> [Exercise details]
Retrieve every line of the data holding the word "instance".

> [Material supplied]
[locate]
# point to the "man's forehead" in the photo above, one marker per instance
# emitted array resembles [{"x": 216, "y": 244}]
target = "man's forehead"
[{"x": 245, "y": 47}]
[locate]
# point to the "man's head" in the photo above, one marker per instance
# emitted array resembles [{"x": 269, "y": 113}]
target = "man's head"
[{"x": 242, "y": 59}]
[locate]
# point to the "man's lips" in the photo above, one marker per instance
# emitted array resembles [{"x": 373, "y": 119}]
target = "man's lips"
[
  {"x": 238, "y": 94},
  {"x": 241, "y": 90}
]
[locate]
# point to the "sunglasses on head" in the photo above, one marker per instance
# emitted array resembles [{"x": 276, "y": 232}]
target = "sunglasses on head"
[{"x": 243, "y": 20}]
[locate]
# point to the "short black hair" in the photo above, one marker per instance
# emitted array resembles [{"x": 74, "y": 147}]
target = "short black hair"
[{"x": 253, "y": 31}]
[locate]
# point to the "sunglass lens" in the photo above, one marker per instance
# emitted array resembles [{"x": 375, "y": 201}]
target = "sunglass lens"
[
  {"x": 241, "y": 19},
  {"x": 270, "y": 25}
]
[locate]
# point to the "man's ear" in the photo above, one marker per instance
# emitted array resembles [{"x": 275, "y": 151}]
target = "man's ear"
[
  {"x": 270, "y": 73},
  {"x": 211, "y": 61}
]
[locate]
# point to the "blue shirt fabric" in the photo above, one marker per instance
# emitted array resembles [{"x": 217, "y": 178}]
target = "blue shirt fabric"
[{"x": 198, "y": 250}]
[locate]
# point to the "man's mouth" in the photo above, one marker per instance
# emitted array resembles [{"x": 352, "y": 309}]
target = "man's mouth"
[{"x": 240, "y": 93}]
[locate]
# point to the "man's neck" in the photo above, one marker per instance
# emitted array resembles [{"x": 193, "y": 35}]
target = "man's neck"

> [Solution to this exercise]
# point to the "man's forehead" in the photo above, one marker per instance
# point to the "man's head" in the photo above, one marker per instance
# point to the "man's lips" in the photo above, one marker per instance
# point to the "sunglasses on head" in the photo above, one marker per instance
# point to the "short black hair" in the photo above, one marker per instance
# point to the "sunglass lens" in the photo above, one marker per instance
# point to the "man's ear" in the photo above, one marker per instance
# point to the "blue shirt fabric" in the photo above, one marker per instance
# point to the "man's mouth" in the photo above, one marker per instance
# point to the "man's neck" in the photo above, one marker per instance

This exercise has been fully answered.